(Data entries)
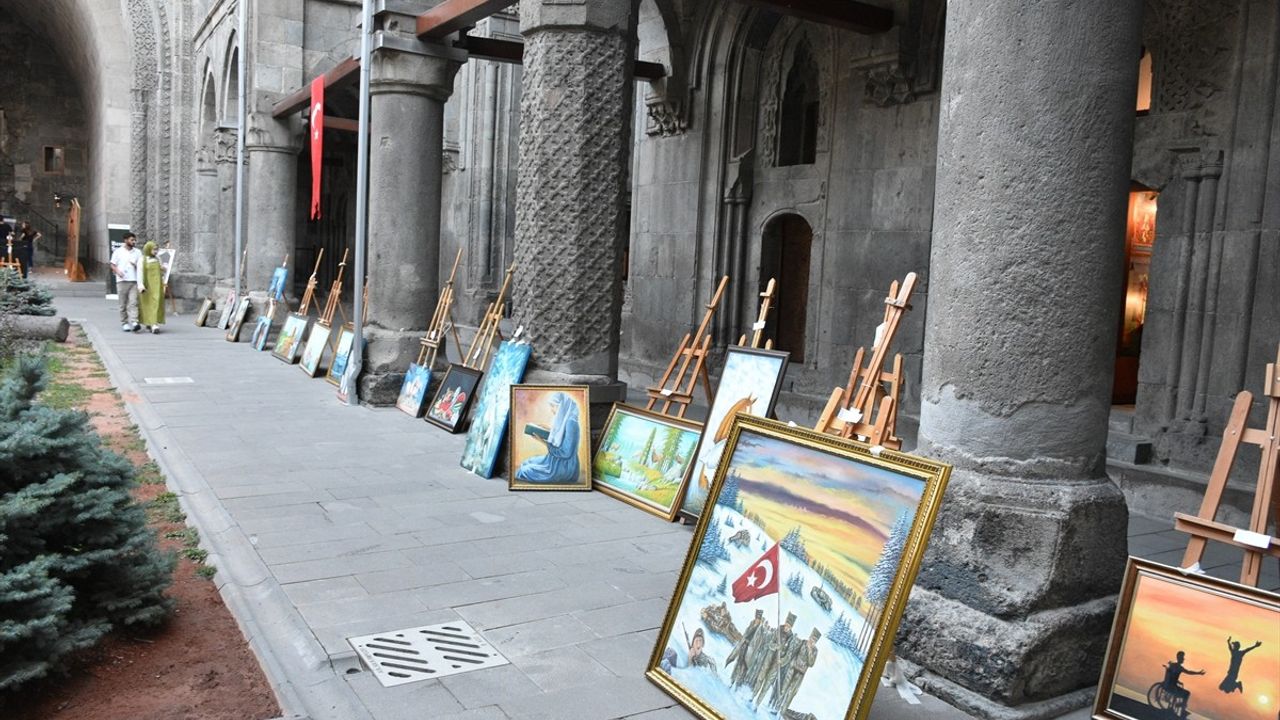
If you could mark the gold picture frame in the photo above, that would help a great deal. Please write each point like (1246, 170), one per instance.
(851, 528)
(616, 461)
(1171, 648)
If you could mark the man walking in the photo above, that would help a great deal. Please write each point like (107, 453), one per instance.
(126, 263)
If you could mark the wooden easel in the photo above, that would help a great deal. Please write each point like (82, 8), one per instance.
(442, 322)
(677, 388)
(309, 295)
(867, 406)
(478, 358)
(758, 328)
(1266, 499)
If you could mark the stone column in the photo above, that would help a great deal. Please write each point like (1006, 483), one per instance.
(410, 83)
(270, 204)
(224, 226)
(1016, 595)
(575, 128)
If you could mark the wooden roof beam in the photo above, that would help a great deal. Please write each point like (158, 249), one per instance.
(846, 14)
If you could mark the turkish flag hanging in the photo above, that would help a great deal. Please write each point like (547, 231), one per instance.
(316, 142)
(759, 579)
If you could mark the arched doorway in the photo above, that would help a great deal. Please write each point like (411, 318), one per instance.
(785, 251)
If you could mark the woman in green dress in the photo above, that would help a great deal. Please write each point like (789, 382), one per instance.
(151, 290)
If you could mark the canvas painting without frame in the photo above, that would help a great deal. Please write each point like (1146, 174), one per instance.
(807, 552)
(493, 408)
(643, 459)
(749, 384)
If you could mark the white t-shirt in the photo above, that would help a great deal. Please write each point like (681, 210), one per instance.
(127, 261)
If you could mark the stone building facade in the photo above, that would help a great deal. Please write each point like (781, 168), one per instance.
(1092, 214)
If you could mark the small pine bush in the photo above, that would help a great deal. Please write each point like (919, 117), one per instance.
(76, 555)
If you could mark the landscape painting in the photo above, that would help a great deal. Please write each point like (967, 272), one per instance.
(489, 420)
(749, 384)
(453, 397)
(796, 577)
(551, 438)
(288, 343)
(1192, 647)
(412, 395)
(643, 459)
(314, 351)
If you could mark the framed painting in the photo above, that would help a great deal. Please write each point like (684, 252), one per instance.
(643, 459)
(288, 343)
(314, 351)
(1191, 646)
(452, 399)
(238, 320)
(749, 384)
(493, 408)
(796, 578)
(341, 354)
(414, 390)
(224, 319)
(280, 276)
(202, 315)
(549, 440)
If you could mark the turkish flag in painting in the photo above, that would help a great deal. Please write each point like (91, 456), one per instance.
(759, 579)
(316, 142)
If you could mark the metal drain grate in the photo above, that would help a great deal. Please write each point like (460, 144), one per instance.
(424, 654)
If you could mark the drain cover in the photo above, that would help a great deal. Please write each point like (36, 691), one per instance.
(424, 654)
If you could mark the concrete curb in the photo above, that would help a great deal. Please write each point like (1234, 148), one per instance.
(293, 660)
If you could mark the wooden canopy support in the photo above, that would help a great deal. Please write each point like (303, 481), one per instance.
(845, 14)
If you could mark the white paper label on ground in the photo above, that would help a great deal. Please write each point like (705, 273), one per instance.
(850, 415)
(1253, 540)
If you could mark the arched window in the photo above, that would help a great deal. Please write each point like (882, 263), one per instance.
(785, 255)
(798, 126)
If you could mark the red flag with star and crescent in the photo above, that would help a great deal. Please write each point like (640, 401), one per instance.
(759, 579)
(316, 142)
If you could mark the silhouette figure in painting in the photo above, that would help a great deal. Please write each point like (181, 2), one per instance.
(1174, 687)
(560, 464)
(1232, 683)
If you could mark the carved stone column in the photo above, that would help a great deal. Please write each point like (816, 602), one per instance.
(224, 226)
(575, 131)
(1015, 598)
(270, 204)
(410, 83)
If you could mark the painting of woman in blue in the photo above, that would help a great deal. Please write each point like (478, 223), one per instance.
(561, 464)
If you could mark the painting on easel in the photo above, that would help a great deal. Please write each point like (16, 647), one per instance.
(551, 438)
(452, 399)
(289, 341)
(749, 384)
(314, 352)
(489, 420)
(414, 390)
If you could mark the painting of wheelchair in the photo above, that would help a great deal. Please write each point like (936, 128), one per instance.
(1191, 648)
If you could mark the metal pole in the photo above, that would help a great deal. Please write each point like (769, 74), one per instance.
(242, 124)
(350, 387)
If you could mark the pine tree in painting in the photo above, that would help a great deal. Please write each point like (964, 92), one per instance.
(78, 557)
(795, 583)
(794, 545)
(881, 580)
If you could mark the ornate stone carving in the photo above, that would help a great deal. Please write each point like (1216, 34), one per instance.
(664, 117)
(570, 205)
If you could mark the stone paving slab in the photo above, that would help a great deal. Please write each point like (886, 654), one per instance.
(329, 522)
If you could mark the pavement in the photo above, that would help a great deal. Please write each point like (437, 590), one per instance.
(328, 522)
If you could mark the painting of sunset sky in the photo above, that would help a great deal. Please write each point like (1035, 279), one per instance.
(1171, 615)
(845, 507)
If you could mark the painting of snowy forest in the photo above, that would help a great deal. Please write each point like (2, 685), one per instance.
(643, 458)
(798, 575)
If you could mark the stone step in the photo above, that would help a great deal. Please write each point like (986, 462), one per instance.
(1128, 447)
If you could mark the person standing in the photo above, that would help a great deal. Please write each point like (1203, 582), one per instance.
(126, 263)
(151, 290)
(26, 247)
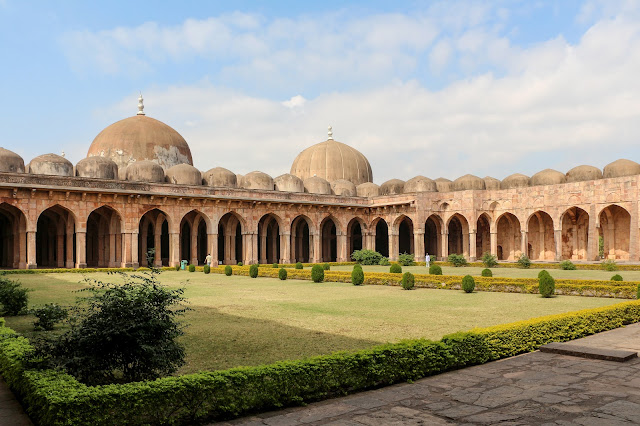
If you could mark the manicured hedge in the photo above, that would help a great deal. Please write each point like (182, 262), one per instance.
(58, 399)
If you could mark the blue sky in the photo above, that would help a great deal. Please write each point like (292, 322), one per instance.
(430, 88)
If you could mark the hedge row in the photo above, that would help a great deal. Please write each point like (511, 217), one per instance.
(54, 398)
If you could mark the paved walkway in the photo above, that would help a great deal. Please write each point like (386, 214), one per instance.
(536, 388)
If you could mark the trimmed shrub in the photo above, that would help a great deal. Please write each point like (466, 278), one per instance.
(408, 281)
(253, 270)
(468, 284)
(457, 260)
(546, 285)
(435, 270)
(317, 274)
(282, 274)
(395, 269)
(567, 265)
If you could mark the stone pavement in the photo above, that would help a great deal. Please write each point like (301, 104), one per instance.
(536, 388)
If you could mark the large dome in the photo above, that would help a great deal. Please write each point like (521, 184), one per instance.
(140, 138)
(332, 160)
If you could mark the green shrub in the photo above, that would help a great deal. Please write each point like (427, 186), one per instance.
(457, 260)
(408, 281)
(357, 275)
(468, 284)
(48, 315)
(489, 260)
(317, 274)
(435, 270)
(282, 274)
(253, 270)
(524, 261)
(366, 257)
(13, 297)
(546, 285)
(406, 259)
(609, 265)
(395, 269)
(567, 265)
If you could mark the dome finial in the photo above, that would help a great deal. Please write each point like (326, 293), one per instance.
(140, 105)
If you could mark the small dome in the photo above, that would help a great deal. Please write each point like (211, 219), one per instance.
(491, 183)
(420, 184)
(443, 185)
(144, 171)
(467, 182)
(316, 185)
(183, 174)
(10, 162)
(548, 177)
(582, 173)
(620, 168)
(97, 167)
(288, 183)
(51, 164)
(257, 180)
(344, 187)
(368, 189)
(219, 177)
(516, 180)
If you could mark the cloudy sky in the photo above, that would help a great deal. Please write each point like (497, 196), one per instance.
(420, 88)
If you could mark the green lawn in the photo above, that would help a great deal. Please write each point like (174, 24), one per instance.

→ **Written problem**: Rewrite everything from the start of the items down to and including the line containing "(1092, 214)", with the requests kept as they are and every answer point shifted by adding 140 to both of its coordinates. The sample points inside the requests stay unchanged, and the pictures are left out of the answer.

→ **Exercise answer**:
If you could mark the gold picture frame in the photo above, that would help a great deal. Please write each point like (1246, 170), one per instance.
(991, 668)
(756, 601)
(1311, 788)
If you could mark the man walking in the photo above, that would help a great deal. Please write each point like (107, 453), one per instance.
(266, 403)
If you could mark the wooden easel in the photo above, that would help a great deal. Please write each point like (82, 8), one per instance.
(582, 462)
(817, 528)
(449, 435)
(1007, 546)
(618, 498)
(898, 468)
(1406, 639)
If you could mark the stone column in the photo above, that would help a great deal. Please write each point like (1006, 483), one per instance.
(550, 223)
(410, 344)
(364, 366)
(1156, 735)
(715, 268)
If you could mark the wooden roof beam in the photo above, that would help a great deal. Please write each point like (158, 249), one per instance.
(986, 154)
If you could mark the turkish flag hanging in the photo above, that would help a great deal. Please write each point like (547, 231), one per instance.
(456, 282)
(899, 719)
If you could mark the arched doorway in the photo above, that would help a great deal. Please write each point like (411, 318), one per instance.
(925, 391)
If you could mark the woman in green dress in the photo above, that would help a great deal. Please write each point like (789, 382), one per instance.
(291, 430)
If you could mark the canvas painting without frame in the photo above, that would help a great deal. Please write each point like (1146, 174), one per instance.
(947, 692)
(633, 548)
(783, 599)
(889, 524)
If you could mark the white t-shirt in the photo above, that would help a great deal. Please write each point like (681, 210), one per instance.
(267, 401)
If you could mark the stone building facade in the photo above, that would help a great deal. Please write each point like (781, 168), one per instance.
(1232, 354)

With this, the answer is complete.